(Document passage):
>> start

In order properly to understand the Mishna, and to avoid tedious repetitions, it is necessary to commence with the explanation of certain general principles and technical expressions predominating in the text.

Wherever throughout the Mishna the expression guilty, culpable (Hayabh), or free (Patur) is used, the meaning of the former (guilty) is that the transgressor acting unintentionally must bring the sin-offering prescribed in the law; of the second expression (free), that the accused is absolved from punishment.

If through the performance of an unprohibited act some other (prohibited) occupation is inadvertently entered upon, it constitutes no offence, providing the latter is not done intentionally nor the lawful occupation entered upon with the covert purpose of making it serve as a subterfuge to do that which is prohibited.

In the degrees of violation the nature of the occupation must be considered, as various kinds of labor may be required to perform and complete one act, and thus the offender may become amenable to several penalties. On the other hand, the rule is laid down that such occupations as only destroy, but do not serve an end in view, do not involve culpability (in the rigorous sense of the word); nor yet does work which is but imperfectly or incompletely performed involve culpability.

The prohibition to carry or convey any object from one place to another, which in Chap. I., § 1, of this treatise is called "Yetziath (Ha) Shabbath" (which means transfer on the Sabbath) and forms the thirty-ninth of the principal acts of labor, requires particular attention and explanation from the complexity of cases to which it gives rise. All space was by the Tanaim divided into four distinct kinds of premises, explained in the Gemara of this chapter. When in the text of the Mishna the question is about carrying and conveying from one place to another, it does not apply to the "free place," as that is subject to no jurisdiction. Moreover, the open air above private property has no legal limitation, whereas that over public property or unclaimed ground (carmelith) only belongs thereto to the height of ten spans (see explanation of the Gemara). The carrying or conveying from one kind of premises to another does not constitute a complete or perfect act, unless the same person who takes a thing from the place it occupies deposits it in another place.

The tracts Sabbath and Erubhin will contain the laws for the observance of rest on Sabbath, and these laws can be divided into two separate parts. Firstly, the part prohibiting labor on the Sabbath day, at the same time defining what is to be termed labor and what does not constitute an act of labor; and secondly, the part ordaining how the day is to be sanctified and distinguished from a week-day in the manner of eating, drinking, dress, lighting of candles in honor of the Sabbath, and incidentally the lighting of candles in honor of the festival of 'Hanukah (the Maccabees).

>> end

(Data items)
>> start

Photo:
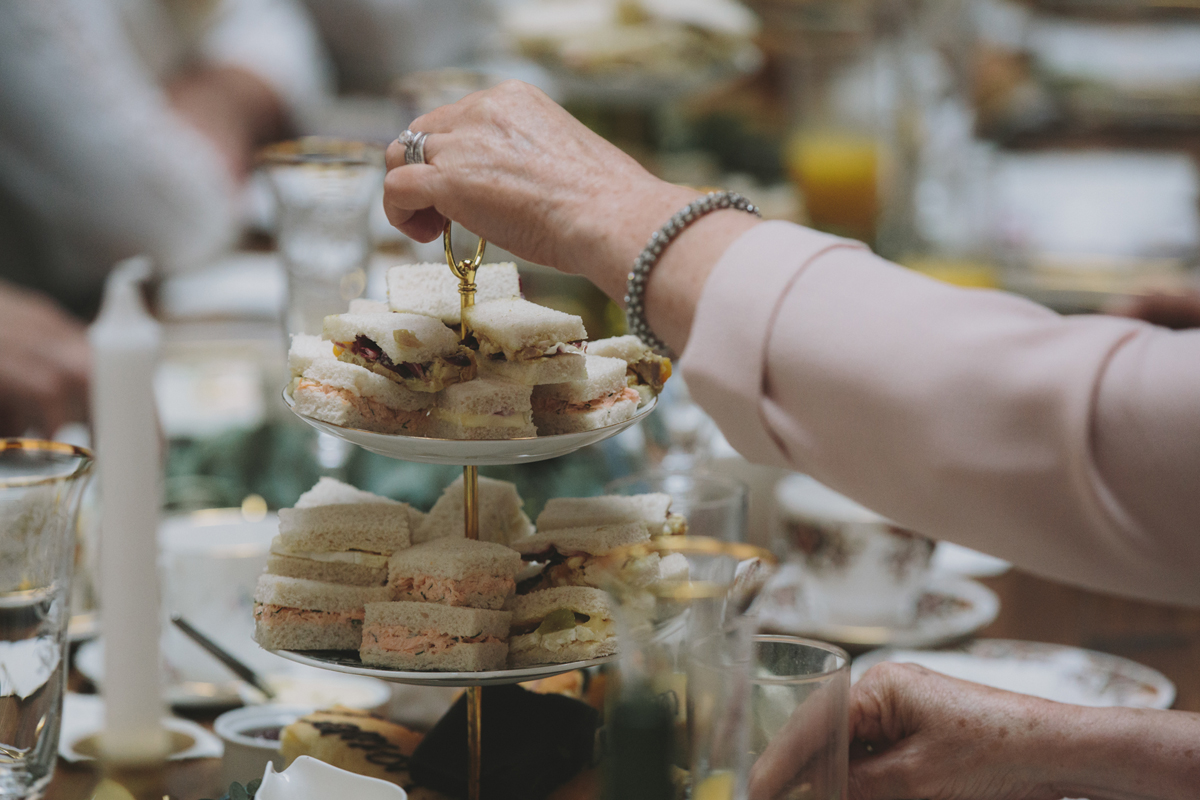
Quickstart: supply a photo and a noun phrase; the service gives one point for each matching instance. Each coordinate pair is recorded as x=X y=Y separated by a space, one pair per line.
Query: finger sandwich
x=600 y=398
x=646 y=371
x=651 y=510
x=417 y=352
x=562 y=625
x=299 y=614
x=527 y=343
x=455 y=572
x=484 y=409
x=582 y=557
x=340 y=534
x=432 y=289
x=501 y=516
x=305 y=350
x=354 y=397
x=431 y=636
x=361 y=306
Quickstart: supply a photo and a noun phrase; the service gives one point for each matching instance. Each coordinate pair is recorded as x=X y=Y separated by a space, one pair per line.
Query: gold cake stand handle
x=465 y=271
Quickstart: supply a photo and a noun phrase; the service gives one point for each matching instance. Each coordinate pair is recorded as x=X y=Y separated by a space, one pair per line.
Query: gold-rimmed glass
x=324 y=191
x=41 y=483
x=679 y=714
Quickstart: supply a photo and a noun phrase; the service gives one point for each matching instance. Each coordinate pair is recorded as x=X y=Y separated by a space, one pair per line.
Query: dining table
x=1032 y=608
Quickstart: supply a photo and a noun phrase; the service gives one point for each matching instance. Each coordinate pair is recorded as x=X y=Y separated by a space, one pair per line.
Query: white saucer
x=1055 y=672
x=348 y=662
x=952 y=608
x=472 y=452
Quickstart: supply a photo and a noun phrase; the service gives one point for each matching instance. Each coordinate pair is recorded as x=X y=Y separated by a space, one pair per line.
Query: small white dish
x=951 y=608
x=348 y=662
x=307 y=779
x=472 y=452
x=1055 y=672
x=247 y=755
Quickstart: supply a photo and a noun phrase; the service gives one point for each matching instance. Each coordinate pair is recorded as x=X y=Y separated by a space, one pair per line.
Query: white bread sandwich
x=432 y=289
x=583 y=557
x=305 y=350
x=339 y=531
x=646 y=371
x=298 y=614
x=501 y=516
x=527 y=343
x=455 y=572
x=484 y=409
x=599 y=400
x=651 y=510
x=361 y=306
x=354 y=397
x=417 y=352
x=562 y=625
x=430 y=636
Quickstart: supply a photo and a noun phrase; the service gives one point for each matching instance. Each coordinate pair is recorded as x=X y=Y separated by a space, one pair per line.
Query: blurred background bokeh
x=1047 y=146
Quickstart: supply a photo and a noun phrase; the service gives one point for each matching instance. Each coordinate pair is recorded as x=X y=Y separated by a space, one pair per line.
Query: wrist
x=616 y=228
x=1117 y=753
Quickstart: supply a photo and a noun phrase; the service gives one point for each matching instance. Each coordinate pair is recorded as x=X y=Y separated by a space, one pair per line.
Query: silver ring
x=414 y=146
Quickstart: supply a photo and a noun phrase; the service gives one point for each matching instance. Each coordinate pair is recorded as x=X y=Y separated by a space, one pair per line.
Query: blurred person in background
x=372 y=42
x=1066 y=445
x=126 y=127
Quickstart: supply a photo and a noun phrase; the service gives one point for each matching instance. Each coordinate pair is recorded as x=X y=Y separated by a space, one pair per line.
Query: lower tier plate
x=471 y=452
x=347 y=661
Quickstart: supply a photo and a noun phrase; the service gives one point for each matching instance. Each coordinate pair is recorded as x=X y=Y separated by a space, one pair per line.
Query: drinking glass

>> end

(Actions to take):
[A] Rewrite the passage on the Mishna from "In the degrees" up to and including "performed involve culpability.", replacing "penalties" with "punishments".
[B] Find and copy each line of the records that contains the word "white".
The text and the records are two separate bodies of material.

(Responses):
[A]
In the degrees of violation the nature of the occupation must be considered, as various kinds of labor may be required to perform and complete one act, and thus the offender may become amenable to several punishments. On the other hand, the rule is laid down that such occupations as only destroy, but do not serve an end in view, do not involve culpability (in the rigorous sense of the word); nor yet does work which is but imperfectly or incompletely performed involve culpability.

[B]
Query: white saucer
Query: small white dish
Query: white bread sandwich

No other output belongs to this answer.